#### SELECTED TEXT:
- - - - -
A chief executive who already leads three trusts looks set to also take the helm at a struggling neighbouring provider, HSJ has learned.
Outgoing Worcestershire Acute Hospitals Trust CEO Matthew Hopkins has proposed the trust join the provider group of South Warwickshire Foundation Trust, George Eliot Hospital Trust and Wye Valley Trust, which is led by Glen Burley.
If this goes ahead, Mr Burley would be CEO of all four trusts, with each led by a managing director.
The move is subject to approval by WAHT’s board at a meeting on 8 June. In a statement, Mr Hopkins said WAHT becoming part of the foundation group is the trust’s preferred option for its future.
He added: “This would mean that we would share with the [provider group] a CEO and chair (following the completion of the appropriate appointment processes), but otherwise our board would continue with its current membership and we will remain in charge of decision making for our patients and staff.
“Subject to the approval of our board, and the boards of the current foundation group members, we believe this offers us a range of important opportunities to share best practice with other group members, learn from each other and explore the potential for more joined-up working.
“It will also maintain strong board leadership, which will be vital in continuing to improve our care for patients.”
Mr Burley began his career as a finance trainee in the 1980s rising through the management ranks at various Warwickshire hospitals before becoming CEO at SWFT in 2008.
As chief executive of SWFT, he also took on leadership of WVT in 2016 and GEHT in 2018.
In an internal note to staff, Mr Burley said: “This change in leadership [Mr Hopkins leaving] presented an opportunity for WAHT to become full members of the foundation group and if agreed by all organisations’ board of directors, would mean I would become chief executive and Russell Hardy, chair of the foundation group, would become chair. All organisations will remain independent trusts, with their own boards and senior leadership teams.”
WAHT, which has widely publicised quality problems, particularly with ambulance handover delays, was led out of its “inadequate” Care Quality Commission rating in 2019 while Mr Hopkins was CEO. Mr Hopkins announced earlier this year he was leaving to run Mid and South Essex FT.
However, it has continued to grapple with major performance problems including some of the worst ambulance handover delays.
- - - - -
#### EXPLORE THE MATERIAL:
- a) Answer these from the news report about the trust leadership change, one per line:
(i) On what date will WAHT's board meet to approve the move?
(ii) In what year did Mr Burley become CEO at SWFT?
(iii) Which trust is Mr Hopkins leaving to run?
- b) Write out the part of the news report about the trust leadership change starting with "WAHT, which has" and going on through "South Essex FT.".

(Dataset records)
- - - - -
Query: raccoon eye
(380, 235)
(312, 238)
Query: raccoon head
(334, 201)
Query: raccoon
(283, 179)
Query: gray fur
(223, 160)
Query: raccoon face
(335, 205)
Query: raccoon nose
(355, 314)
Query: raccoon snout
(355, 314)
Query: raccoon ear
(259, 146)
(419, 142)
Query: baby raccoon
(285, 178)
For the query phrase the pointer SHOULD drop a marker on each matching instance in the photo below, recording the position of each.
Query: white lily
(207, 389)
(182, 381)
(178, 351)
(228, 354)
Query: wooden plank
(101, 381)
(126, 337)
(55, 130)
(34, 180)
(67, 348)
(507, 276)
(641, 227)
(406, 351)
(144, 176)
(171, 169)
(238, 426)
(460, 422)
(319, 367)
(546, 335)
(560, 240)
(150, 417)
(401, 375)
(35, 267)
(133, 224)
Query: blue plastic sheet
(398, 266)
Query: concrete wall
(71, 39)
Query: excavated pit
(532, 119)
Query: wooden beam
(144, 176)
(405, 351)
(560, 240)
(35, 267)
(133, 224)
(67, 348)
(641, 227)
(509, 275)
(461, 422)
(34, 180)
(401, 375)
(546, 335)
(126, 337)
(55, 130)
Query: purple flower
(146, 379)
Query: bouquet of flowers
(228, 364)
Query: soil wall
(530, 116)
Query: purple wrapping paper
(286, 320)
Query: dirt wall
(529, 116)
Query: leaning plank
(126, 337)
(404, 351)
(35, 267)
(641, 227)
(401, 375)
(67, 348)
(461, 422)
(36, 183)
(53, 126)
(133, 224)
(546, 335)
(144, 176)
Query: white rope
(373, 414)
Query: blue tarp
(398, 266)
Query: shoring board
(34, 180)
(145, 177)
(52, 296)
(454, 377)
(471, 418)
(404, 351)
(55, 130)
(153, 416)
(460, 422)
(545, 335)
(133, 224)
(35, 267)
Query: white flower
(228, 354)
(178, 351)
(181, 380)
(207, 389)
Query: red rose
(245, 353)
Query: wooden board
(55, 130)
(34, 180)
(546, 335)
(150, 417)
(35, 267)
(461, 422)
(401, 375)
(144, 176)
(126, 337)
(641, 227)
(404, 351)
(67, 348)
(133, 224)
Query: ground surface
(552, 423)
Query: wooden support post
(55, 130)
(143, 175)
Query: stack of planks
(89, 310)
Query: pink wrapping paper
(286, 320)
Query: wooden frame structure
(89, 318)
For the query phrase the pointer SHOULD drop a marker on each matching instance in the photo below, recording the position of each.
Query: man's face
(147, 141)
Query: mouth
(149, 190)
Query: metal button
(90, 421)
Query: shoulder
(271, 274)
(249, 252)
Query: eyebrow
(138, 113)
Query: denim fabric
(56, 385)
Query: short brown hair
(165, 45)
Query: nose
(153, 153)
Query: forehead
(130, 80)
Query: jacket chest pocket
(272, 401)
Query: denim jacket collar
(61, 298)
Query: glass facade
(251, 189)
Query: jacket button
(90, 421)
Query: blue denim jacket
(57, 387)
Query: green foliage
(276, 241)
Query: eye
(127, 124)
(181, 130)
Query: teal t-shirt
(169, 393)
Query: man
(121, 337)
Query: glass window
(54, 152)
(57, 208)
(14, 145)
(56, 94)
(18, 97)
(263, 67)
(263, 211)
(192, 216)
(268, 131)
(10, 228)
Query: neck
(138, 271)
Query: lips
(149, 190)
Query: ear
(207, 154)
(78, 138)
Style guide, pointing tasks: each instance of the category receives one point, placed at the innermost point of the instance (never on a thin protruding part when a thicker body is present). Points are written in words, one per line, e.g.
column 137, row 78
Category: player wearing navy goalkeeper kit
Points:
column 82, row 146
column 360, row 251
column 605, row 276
- - - - -
#### ANSWERS PROVIDED:
- a)
(i) 8 June
(ii) 2008
(iii) Mid and South Essex FT

- b)
WAHT, which has widely publicised quality problems, particularly with ambulance handover delays, was led out of its “inadequate” Care Quality Commission rating in 2019 while Mr Hopkins was CEO. Mr Hopkins announced earlier this year he was leaving to run Mid and South Essex FT.